Direction:
Check each statement against the transcript on holiday visits and give yes or no, quoting the words of the transcript that decide it.
1. Thanksgiving day and Christmas day are both spent with the same family.
2. The trip to see the grandmother in Kansas was paid for with credit cards.
3. Cheri's mother expressed disappointment when planned visits fell through.

Excerpted text:
We actually like going to other people’s houses for Christmas, the grandparents’ houses. The
solution we have found is that we do Thanksgiving with one family, Thanksgiving day, and
Christmas day with the other family. We try to spend time during that time period with both,
but the day itself is only in one place, so that’s how we’ve pared back.
I will say that one year, there was this tugging in my heart to go see my grandmother that lived
out in Kansas. We really didn’t have the finances to do it, and it was not … Western Kansas,
there’s not a lot to do there. That was not really high on my teenager’s list of places to visit and
go, but I just had this longing to see her. I told my husband, and Barry said, “You know what?
This year, we break out the credit cards. We’re just going to make a plan of how to pay them off
over the next year. You want to go see your grandmother? You feel strongly about it, we should
go.” We did, It was really a God thing, that he had put in my heart. That next year my
grandmother fell, broke her hip, and was moved into a nursing home. It was really our last
opportunity to go see her.
I’m not an advocate of getting into debt. If Dave Ramsey ever listens to this, don’t call me,
please. In that particular circumstance, I’m saying sometimes it’s worth it to extend yourself a
little bit, to see someone that’s important to you that you haven’t seen for a while. You have a
balance to that, I think.
Cheri:
Well, so many of these decisions need to be made so prayerfully. One size doesn’t fit all. I know
sometimes on this show I have shared that my mother and I didn’t get along, and so I wanted to
share this particular memory of her that is so positive. Any time we had plans, and it sounded
like it wasn’t going to work out, she offered nothing but grace. She was always the first one to
say, “If it doesn’t work out, stay home. Do what you need. Take care of the kids. Take care of
yourself.” Now that I have adult kids, I’m beginning to understand how hard that must have
been for her. She never guilted us. She never said, “Oh, I was so looking forward to seeing you,
and now I’m so disappointed.” It was always a message of, “I look forward to seeing you as soon
as it’s possible and healthy for you.”

Listing:
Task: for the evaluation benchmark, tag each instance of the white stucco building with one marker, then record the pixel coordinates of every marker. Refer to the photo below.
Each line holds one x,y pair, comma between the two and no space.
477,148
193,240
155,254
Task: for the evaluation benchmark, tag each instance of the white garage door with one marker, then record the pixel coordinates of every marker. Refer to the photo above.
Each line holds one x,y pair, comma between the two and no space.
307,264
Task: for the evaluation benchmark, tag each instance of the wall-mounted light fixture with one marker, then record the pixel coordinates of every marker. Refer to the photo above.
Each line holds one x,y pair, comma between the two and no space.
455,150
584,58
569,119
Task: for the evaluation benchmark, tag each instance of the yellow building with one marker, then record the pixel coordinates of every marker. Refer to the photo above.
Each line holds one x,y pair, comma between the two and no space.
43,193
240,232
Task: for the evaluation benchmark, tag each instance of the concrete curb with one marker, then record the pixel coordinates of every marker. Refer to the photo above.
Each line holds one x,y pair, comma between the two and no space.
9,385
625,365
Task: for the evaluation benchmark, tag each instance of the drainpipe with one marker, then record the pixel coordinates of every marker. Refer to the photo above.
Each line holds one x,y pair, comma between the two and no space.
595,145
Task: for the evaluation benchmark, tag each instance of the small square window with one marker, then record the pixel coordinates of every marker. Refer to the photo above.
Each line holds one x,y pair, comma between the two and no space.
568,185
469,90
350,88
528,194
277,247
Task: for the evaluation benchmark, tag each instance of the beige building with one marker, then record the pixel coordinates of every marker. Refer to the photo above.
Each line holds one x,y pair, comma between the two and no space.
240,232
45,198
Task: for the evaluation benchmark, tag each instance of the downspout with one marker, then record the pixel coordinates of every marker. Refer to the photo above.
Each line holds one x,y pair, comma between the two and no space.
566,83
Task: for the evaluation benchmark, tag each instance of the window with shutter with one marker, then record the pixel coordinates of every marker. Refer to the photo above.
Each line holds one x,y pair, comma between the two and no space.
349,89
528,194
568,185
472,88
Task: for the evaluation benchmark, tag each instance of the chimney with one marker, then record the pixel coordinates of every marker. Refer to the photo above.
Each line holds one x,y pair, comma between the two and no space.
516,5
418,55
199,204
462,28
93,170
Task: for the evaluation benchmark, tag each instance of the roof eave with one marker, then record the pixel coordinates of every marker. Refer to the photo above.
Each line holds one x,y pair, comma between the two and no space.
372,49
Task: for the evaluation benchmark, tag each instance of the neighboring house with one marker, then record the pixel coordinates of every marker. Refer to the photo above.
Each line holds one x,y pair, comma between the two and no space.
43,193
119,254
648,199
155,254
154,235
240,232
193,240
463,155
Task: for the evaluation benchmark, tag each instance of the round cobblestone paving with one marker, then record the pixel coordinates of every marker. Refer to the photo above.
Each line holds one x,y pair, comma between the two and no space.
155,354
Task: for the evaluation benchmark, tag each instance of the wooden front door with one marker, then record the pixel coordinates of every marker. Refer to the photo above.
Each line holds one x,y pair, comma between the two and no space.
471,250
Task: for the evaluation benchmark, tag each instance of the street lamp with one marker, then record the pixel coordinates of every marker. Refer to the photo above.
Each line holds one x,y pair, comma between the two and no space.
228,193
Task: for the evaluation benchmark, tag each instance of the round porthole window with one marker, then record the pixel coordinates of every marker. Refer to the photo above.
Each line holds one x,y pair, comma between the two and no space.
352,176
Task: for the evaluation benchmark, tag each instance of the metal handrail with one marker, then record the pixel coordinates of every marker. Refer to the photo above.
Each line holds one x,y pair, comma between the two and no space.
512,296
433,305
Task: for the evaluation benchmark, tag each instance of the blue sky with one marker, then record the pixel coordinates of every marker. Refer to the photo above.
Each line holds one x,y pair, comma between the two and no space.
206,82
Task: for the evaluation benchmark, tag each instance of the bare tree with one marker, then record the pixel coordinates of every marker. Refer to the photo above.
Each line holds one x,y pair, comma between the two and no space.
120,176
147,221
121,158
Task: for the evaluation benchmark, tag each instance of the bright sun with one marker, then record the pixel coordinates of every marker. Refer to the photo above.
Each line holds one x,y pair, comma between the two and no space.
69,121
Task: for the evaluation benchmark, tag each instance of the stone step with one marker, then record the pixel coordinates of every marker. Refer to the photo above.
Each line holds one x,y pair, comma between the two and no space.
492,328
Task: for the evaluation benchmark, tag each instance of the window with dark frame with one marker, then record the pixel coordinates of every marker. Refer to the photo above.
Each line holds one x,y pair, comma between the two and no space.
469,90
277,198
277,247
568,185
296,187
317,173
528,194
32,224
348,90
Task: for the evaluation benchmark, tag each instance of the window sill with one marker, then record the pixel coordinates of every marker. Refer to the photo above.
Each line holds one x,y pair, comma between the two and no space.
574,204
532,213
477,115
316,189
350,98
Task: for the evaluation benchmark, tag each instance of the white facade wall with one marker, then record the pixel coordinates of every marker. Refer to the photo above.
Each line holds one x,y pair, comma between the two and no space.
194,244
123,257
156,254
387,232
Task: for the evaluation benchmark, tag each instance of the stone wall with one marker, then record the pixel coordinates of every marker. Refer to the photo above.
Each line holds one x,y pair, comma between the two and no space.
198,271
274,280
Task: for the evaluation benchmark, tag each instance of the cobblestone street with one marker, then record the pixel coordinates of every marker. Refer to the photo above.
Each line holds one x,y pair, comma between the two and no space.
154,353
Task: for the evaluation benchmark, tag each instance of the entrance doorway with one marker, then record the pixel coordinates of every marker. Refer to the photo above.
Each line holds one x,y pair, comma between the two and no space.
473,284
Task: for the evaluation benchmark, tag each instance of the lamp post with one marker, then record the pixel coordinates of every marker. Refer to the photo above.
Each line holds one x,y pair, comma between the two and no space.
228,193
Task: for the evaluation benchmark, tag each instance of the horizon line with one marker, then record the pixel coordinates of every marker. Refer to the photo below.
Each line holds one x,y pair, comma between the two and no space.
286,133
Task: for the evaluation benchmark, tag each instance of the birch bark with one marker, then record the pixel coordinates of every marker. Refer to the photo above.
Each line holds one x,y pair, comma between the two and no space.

Written response:
1. No: "we do Thanksgiving with one family, Thanksgiving day, and Christmas day with the other family."
2. Yes: "This year, we break out the credit cards."
3. No: "She never guilted us."